-------- Extrait du document
Quel effet cela fait-il d’interpeller le conseil communal de Schaerbeek? Assez étonnant, en somme – on avait posté 10 policiers en gilet pare-balle pour défendre la Haute Assemblée contre Démocratie Schaerbeekoise. Ce qui montre comme la police est bien renseignée sur la dangerosité de Démocratie Schaerbeekoise ??!
Que s’est-il passé? En août dernier, nous avions lu dans la presse que les responsables politiques de Schaerbeek (M. Weber, M. De Herde, Mme Jodogne) déclaraient avoir interdit la distribution des tracts d’une « Coordination Boycott Israël » dans les rues de Schaerbeek.
Nous leur avons demandé des explications par email, ils (M. Weber, M. De Herde) nous ont confirmé la nouvelle. Trouvant scandaleux qu’une commune puisse limiter le droit à la liberté d’expression d’une telle manière, nous avons entamé des recherches et il est assez vite apparu que nous avions raison : notre commune n’est pas la seule d’agir de la sorte, mais c’est tout à fait illégal. Le Conseil d’Etat en a déjà jugé ainsi il y a 10 ans.
Nous avons alors lancé un appel pour interpeller le conseil communal. Avec l’aide du Gracq – merci! – on a réussi en deux jours à rassembler les 20 signatures. Le secrétaire du conseil communal a bien reçu notre demande, nous avons été autorisés à interpeller le conseil le 30 septembre.
Je pensais interpeller le conseil communal, mais mon microphone avait été placé entre le conseil et le collège, face au collège. J’aurais bien voulu interpeller les deux, mais on me forçait à choisir. C’est le conseil communal que nous avons élu pour nous représenter, nous citoyens, c’est à nos représentants que je voulais adresser la parole en premier lieu. J’ai donc orienté le micro dans l’autre sens pour interpeller le conseil communal, ce qui m’a forcé à tourner le dos au collège…
Je me suis adressé aux conseillers communaux en tant que spécialistes expérimentés de la distribution de tracts, pour leur demander s’ils pensent vraiment que chaque distribution de tracts provoque par définition « des attroupements de nature à entraver la circulation », comme l’a prétendu la bourgmestre. Primo, l’interdiction n’est pas prévue dans le règlement général de police, même si la commune a prétendu le contraire. Secundo, l’intervention de la commune est illégale, contraire à la Constitution Belge et la Convention de sauvegarde des Droits de l’Homme et des Libertés fondamentales du Conseil de l’Europe. Pour le reste de l’argumentation, nous vous renvoyons à notre bulletin no. 88, ou notre site web : http://demoscha.be/?p=943.
----------------
-------- Données fournies
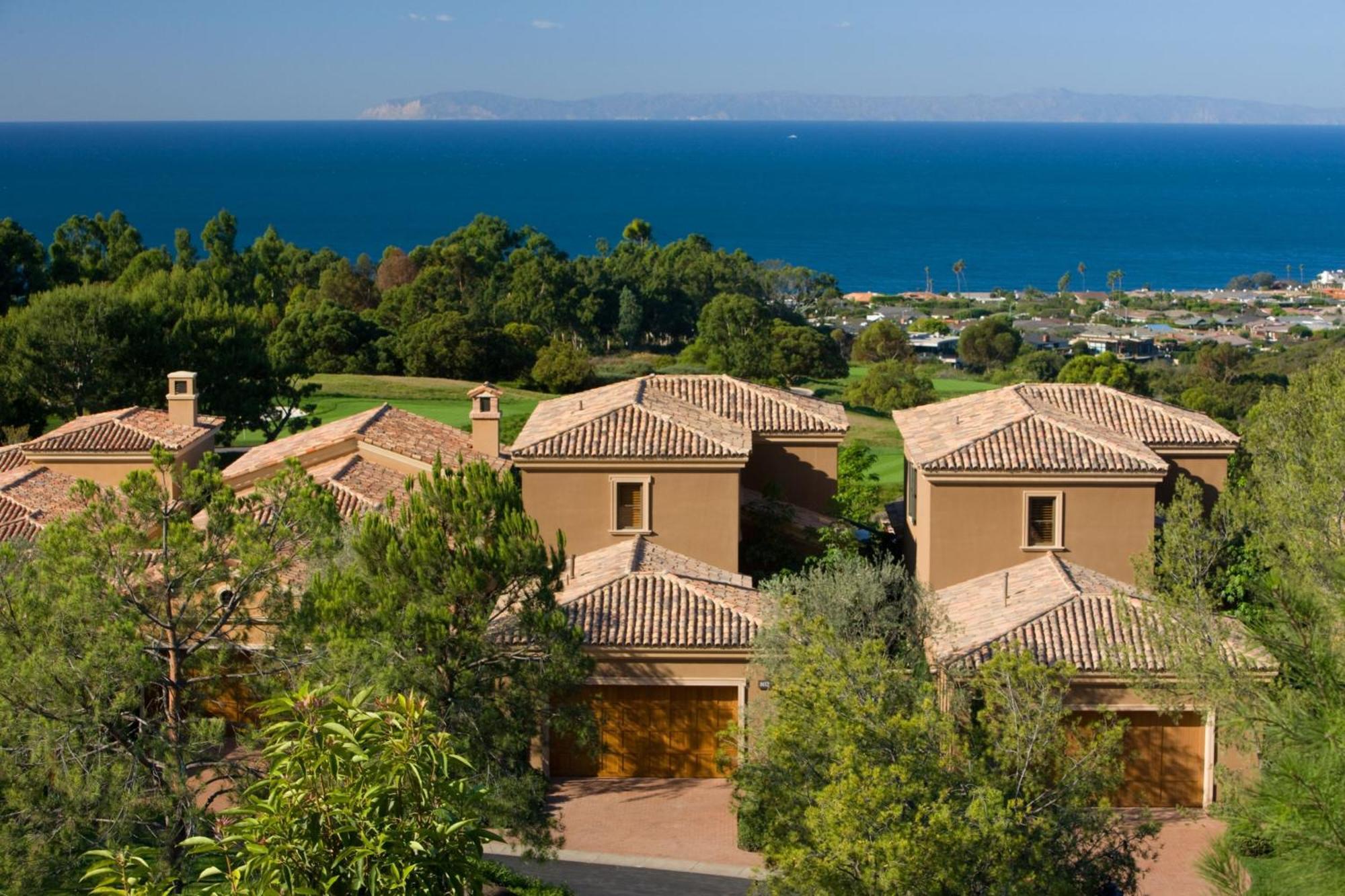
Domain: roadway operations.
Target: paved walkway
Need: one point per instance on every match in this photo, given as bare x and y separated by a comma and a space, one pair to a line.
679, 818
----------------
→ Votre objectif: Pouvez-vous restituer mot pour mot le passage du texte sur l'interpellation du conseil communal de Schaerbeek qui commence à « Nous leur avons » et se termine à « le 30 septembre. » ?

→ Réponse attendue:
Nous leur avons demandé des explications par email, ils (M. Weber, M. De Herde) nous ont confirmé la nouvelle. Trouvant scandaleux qu’une commune puisse limiter le droit à la liberté d’expression d’une telle manière, nous avons entamé des recherches et il est assez vite apparu que nous avions raison : notre commune n’est pas la seule d’agir de la sorte, mais c’est tout à fait illégal. Le Conseil d’Etat en a déjà jugé ainsi il y a 10 ans.
Nous avons alors lancé un appel pour interpeller le conseil communal. Avec l’aide du Gracq – merci! – on a réussi en deux jours à rassembler les 20 signatures. Le secrétaire du conseil communal a bien reçu notre demande, nous avons été autorisés à interpeller le conseil le 30 septembre.